Your tasks
- A) Could you extract the passage of the mortgage-bank profile starting with "For someone as" and going on through "High interest rates.", copying it word for word?
- B) Can you continue the profile of the mortgage-bank president from where it stops?

Text for analysis

President of private bank gives the lowdown on being ruthless in order to survive… and grow
It was almost exactly a year ago that Sean Cahan (pictured), the president of Cornerstone First Mortgage, fell off his bicycle and broke his scapula while training for a grueling 620-mile bike challenge.
He underwent hip surgery two months later, but despite his determination to get fit in time for the event, he was forced to throw the towel in.
“I was trying to make a miracle by doing the 620-mile bike challenge eight weeks after my hip surgery. I was doing physical therapy...I was in the pool and I was in the gym, but my doctor was crazy, (saying) it won’t work. And I’m like, ‘yes, it will’. So I swam just shy of 100,000 yards in 60 days and was in physical therapy six days a week. But what I realized is, no matter how strong I personally think I am, my body has to heal.”
For someone as overtly competitive as Cahan, admitting defeat came as a huge blow. But even if he was unable to dictate the pace of his recovery, it forced him to reflect.
The same thing could be said about his approach to the ongoing crisis in the mortgage sector, whether some are willing to accept the truth or not.
Back in June 2021, demand for homes was high, prices were skyrocketing, and interest rates were at an all-time low, hovering around the 3% mark. Now, demand and prices have dropped off, with sellers reportedly reducing their prices every day.
According to the latest US census figures, sales of new single‐family houses in April 2022 fell for the fourth month in a row and were 16.6% below the March rate. Mortgage applications and pending home sales are also down. And the alleged culprit? High interest rates.
Cahan, who led the transformation of the San Diego-headquartered, privately-owned bank, helping it to grow from a single local branch to becoming a nation-wide company, remains unfazed by it all.
“I don’t get concerned. I am not concerned about anything. I can’t control inflation and I can’t control interest rates, but my industry is not going away (because) we are the largest in the country,” he shrugged.

Records
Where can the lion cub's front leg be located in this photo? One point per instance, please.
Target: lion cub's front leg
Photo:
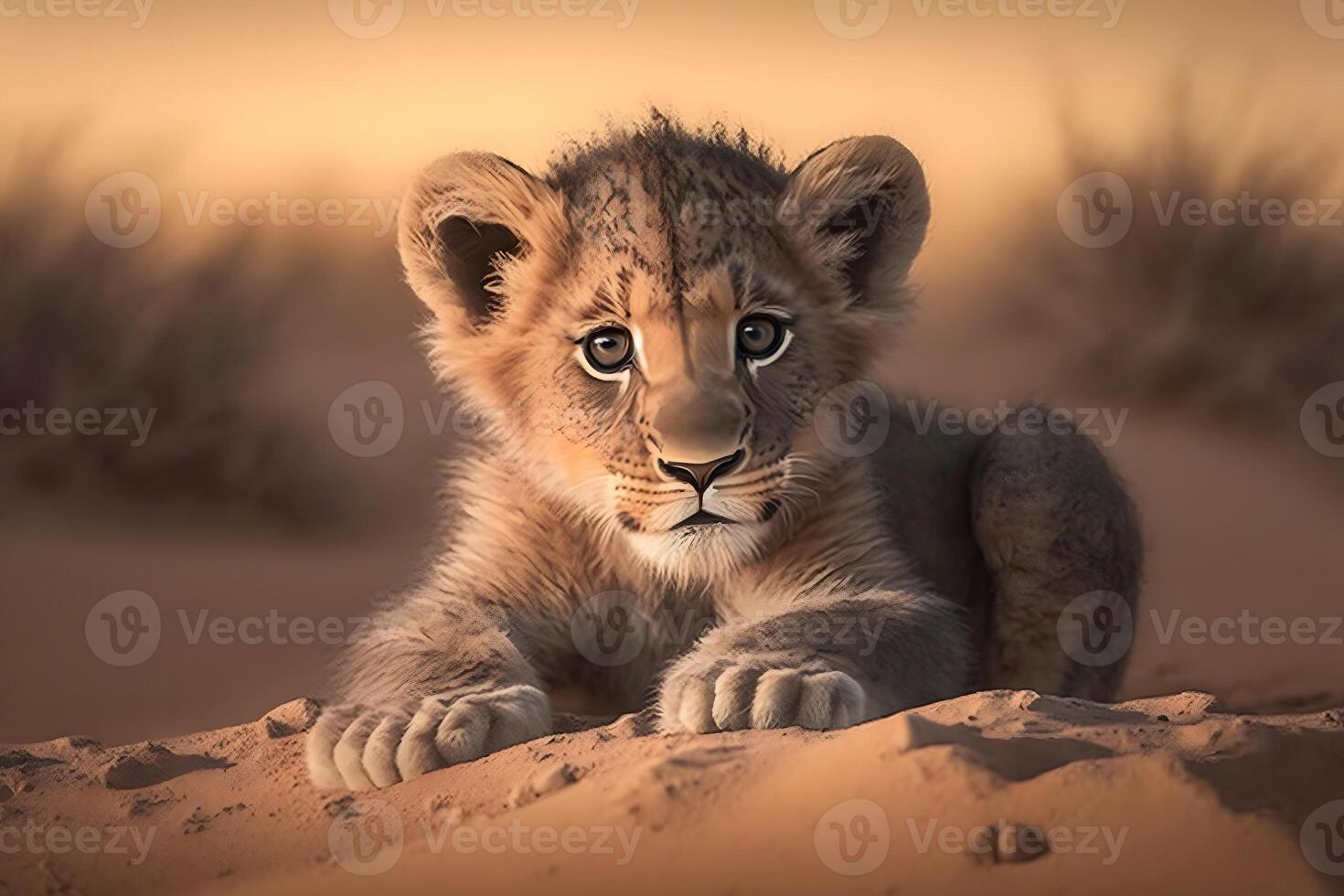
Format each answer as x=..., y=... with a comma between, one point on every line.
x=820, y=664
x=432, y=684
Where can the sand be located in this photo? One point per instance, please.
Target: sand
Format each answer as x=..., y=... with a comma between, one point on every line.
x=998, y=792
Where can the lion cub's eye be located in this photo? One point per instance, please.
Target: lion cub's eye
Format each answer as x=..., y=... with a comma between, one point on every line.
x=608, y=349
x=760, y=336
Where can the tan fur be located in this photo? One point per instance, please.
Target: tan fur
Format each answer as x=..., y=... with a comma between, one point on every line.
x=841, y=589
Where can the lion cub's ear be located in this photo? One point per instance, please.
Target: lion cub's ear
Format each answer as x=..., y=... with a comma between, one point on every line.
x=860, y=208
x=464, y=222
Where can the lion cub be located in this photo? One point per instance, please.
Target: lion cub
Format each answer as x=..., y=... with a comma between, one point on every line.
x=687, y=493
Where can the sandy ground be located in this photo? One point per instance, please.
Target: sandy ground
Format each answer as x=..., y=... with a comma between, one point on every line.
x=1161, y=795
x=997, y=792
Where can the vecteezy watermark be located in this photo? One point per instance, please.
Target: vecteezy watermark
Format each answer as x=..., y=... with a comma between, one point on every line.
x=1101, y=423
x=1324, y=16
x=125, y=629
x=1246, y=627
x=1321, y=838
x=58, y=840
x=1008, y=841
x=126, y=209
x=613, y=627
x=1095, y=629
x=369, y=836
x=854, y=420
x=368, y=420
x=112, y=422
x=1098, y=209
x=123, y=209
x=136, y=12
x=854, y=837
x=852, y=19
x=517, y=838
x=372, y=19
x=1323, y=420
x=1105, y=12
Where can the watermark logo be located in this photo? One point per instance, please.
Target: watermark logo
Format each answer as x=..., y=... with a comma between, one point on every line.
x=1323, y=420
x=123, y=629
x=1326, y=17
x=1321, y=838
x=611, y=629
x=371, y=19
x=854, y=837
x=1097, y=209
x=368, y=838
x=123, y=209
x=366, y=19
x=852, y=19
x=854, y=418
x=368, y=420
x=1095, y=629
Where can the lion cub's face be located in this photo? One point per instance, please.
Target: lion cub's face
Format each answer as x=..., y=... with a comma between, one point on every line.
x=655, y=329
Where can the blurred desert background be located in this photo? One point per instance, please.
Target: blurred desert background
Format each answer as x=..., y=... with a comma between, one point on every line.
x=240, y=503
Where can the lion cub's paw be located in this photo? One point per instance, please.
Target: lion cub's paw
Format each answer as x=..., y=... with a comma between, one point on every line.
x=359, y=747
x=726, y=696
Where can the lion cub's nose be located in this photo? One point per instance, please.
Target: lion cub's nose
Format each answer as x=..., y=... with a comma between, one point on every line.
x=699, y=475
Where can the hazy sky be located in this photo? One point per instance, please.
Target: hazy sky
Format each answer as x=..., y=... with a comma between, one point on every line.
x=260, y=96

---

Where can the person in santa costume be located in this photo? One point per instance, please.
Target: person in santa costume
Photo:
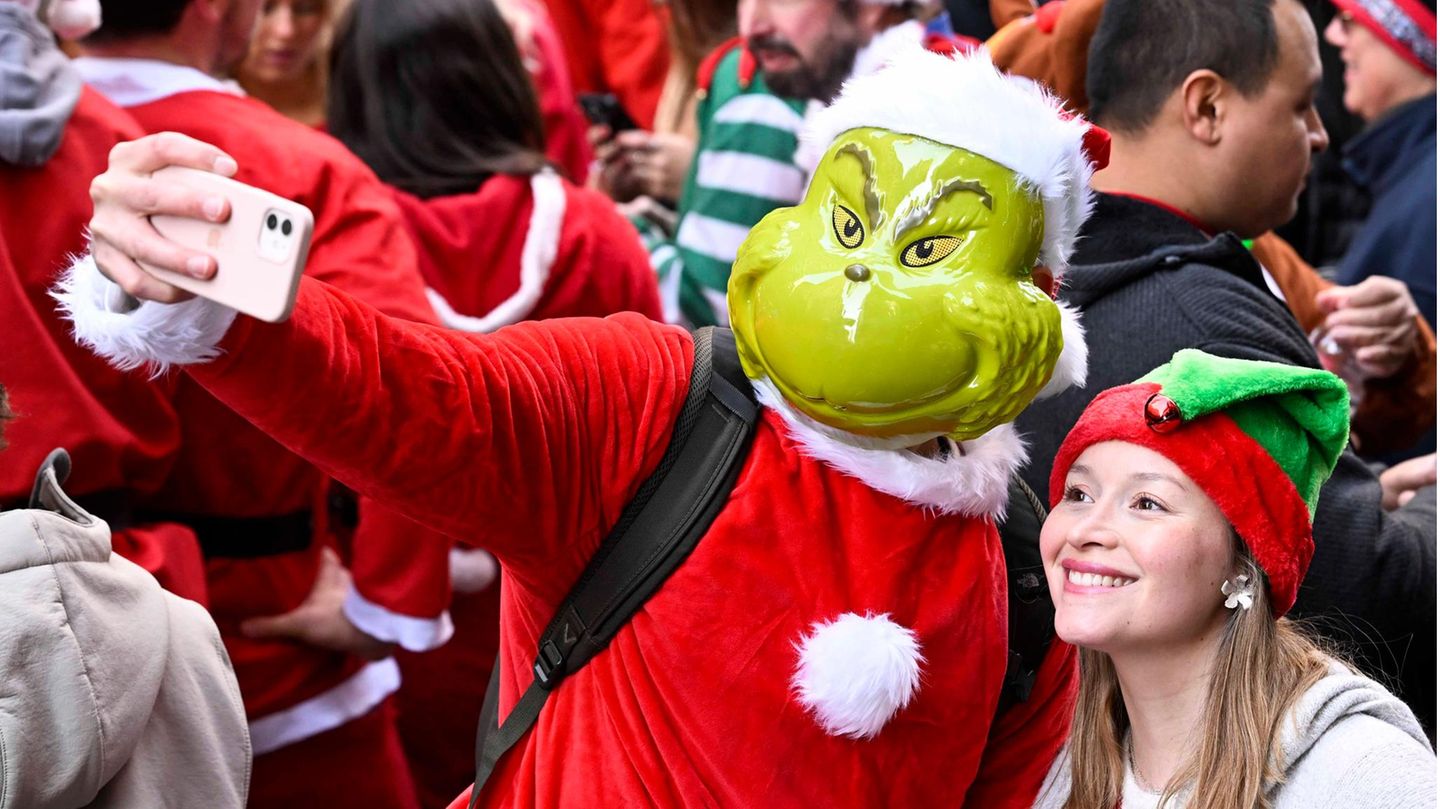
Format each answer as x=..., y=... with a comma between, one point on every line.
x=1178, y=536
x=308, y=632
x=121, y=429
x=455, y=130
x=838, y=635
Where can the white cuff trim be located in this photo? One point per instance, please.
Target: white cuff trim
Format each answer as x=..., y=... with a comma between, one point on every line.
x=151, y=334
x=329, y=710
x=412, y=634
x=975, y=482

Answers in order
- A)
For someone as overtly competitive as Cahan, admitting defeat came as a huge blow. But even if he was unable to dictate the pace of his recovery, it forced him to reflect.
The same thing could be said about his approach to the ongoing crisis in the mortgage sector, whether some are willing to accept the truth or not.
Back in June 2021, demand for homes was high, prices were skyrocketing, and interest rates were at an all-time low, hovering around the 3% mark. Now, demand and prices have dropped off, with sellers reportedly reducing their prices every day.
According to the latest US census figures, sales of new single‐family houses in April 2022 fell for the fourth month in a row and were 16.6% below the March rate. Mortgage applications and pending home sales are also down. And the alleged culprit? High interest rates.

- B)
“Is my profit the same on the loan as it was in 2020? Absolutely not. If anyone was using 2020 as the benchmark, then they’re going to be in a lot of trouble. That’s still the way that I’m looking at it. That is why Cornerstone is still posting phenomenal profits.”
Pressed to give details on how the company has adapted to the changing environment, given that many in the industry have been forced to slash jobs, he was disarmingly open.
“We were forced to lay off people,” he admitted. “But those were the people that I was going to lay off even if the market was booming because I knew this was coming. Anyone that says that they didn’t see it coming, had blinders on.
“We went back and just perfected our systems, made it more streamlined, figured out the flow and introduced more technology, and more spreadsheets analyzing the cost of a loan from start to finish,” he revealed.
He said he worked backwards to find out how much it cost to do a loan, based on an estimate by Freddie Mac. On average, it costs approximately $8,600 to close a transaction, although, for Consumer Direct, which takes the loan officer out of the equation, it’s around $6,500.
If it had previously taken two-and-a-half hours to underwrite a loan, he reduced that by a whole hour.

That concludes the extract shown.